### Excerpt to read
XPathSpecType: t.TypeAlias = str | XPath
"""Type alias used by :py:obj:`searx.utils.get_xpath`,
:py:obj:`searx.utils.eval_xpath` and other XPath selectors."""

ElementType: t.TypeAlias = ElementBase | _Element


_BLOCKED_TAGS = ('script', 'style')

_ECMA_UNESCAPE4_RE = re.compile(r'%u([0-9a-fA-F]{4})', re.UNICODE)
_ECMA_UNESCAPE2_RE = re.compile(r'%([0-9a-fA-F]{2})', re.UNICODE)

_JS_STRING_DELIMITERS = re.compile(r'(["\'`])')
_JS_QUOTE_KEYS_RE = re.compile(r'([\{\s,])([\$_\w][\$_\w0-9]*)(:)')
_JS_VOID_OR_UNDEFINED_RE = re.compile(r'void\s+[0-9]+|void\s*\([0-9]+\)|undefined')
_JS_DECIMAL_RE = re.compile(r"([\[\,:])\s*(\-?)\s*([0-9_]*)\.([0-9_]*)")
_JS_DECIMAL2_RE = re.compile(r"([\[\,:])\s*(\-?)\s*([0-9_]+)")
_JS_EXTRA_COMA_RE = re.compile(r"\s*,\s*([\]\}])")
_JS_STRING_ESCAPE_RE = re.compile(r'\\(.)')
_JSON_PASSTHROUGH_ESCAPES = R'"\bfnrtu'

_XPATH_CACHE: dict[str, XPath] = {}
_LANG_TO_LC_CACHE: dict[str, dict[str, str]] = {}


class _NotSetClass:  # pylint: disable=too-few-public-methods
    """Internal class for this module, do not create instance of this class.
    Replace the None value, allow explicitly pass None as a function argument"""


_NOTSET = _NotSetClass()


def searxng_useragent() -> str:
    """Return the SearXNG User Agent"""
    return f"SearXNG/{VERSION_TAG} {settings['outgoing']['useragent_suffix']}".strip()


def gen_useragent(os_string: str | None = None) -> str:
    """Return a random browser User Agent

    See searx/data/useragents.json
    """
    return USER_AGENTS['ua'].format(
        os=os_string or choice(USER_AGENTS['os']),
        version=choice(USER_AGENTS['versions']),
    )


def gen_gsa_useragent() -> str:
    """Return a random GSA User Agent suitable for Google

    See searx/data/gsa_useragents.txt
    """

### Items
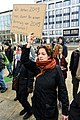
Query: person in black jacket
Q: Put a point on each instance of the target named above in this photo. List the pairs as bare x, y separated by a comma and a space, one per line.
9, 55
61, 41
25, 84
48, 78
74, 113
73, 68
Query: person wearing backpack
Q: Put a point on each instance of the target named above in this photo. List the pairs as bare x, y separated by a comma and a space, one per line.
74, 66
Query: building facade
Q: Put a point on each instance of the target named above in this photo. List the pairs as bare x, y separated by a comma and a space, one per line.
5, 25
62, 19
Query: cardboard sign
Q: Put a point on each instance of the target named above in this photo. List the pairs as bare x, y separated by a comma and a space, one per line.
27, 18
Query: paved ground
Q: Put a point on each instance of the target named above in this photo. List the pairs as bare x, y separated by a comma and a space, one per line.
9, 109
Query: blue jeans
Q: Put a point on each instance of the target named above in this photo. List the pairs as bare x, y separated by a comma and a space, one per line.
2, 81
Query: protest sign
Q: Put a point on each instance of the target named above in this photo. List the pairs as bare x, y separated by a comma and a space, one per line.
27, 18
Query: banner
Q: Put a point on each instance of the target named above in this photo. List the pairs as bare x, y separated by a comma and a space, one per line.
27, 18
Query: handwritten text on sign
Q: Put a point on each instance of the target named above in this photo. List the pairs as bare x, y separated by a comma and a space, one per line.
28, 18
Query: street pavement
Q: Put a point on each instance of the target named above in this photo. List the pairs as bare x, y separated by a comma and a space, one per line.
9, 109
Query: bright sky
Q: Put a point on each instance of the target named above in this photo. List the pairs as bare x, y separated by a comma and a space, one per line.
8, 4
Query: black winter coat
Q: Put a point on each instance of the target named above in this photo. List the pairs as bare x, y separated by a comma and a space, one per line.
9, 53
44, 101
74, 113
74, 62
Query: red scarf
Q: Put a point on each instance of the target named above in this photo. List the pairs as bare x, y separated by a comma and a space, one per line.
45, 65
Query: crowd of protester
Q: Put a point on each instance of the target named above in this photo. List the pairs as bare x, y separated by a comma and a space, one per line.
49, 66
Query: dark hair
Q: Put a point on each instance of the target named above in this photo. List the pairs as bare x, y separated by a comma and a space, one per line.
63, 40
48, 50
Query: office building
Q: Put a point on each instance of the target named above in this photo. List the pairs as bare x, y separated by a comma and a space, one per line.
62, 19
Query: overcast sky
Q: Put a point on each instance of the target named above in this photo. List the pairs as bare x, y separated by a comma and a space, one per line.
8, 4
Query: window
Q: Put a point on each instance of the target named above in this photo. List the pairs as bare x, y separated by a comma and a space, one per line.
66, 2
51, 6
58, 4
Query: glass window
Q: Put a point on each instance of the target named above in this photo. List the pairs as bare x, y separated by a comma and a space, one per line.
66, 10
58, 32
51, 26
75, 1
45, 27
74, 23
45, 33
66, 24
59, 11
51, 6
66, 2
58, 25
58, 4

### Tasks to perform
1 - For each statement below, state whether it agrees with the code excerpt, answering yes or no and quoting the deciding words of the excerpt.
(a) The blocked tags are 'script' and 'style'.
(b) The function gen_useragent returns a fixed, non-random user agent.
(c) Other code may freely create instances of _NotSetClass.
2 - According to the code excerpt, which file does the docstring of gen_gsa_useragent refer the reader to?
3 - Using the reason the code excerpt itself states, explain why the module defines _NotSetClass and the _NOTSET instance.

### Solutions for each task
1 -
(a) Yes: "_BLOCKED_TAGS = ('script', 'style')"
(b) No: "Return a random browser User Agent"
(c) No: "do not create instance of this class"

2 - searx/data/gsa_useragents.txt

3 - The docstring states that the class replaces the None value. This makes it possible to pass None explicitly as a function argument.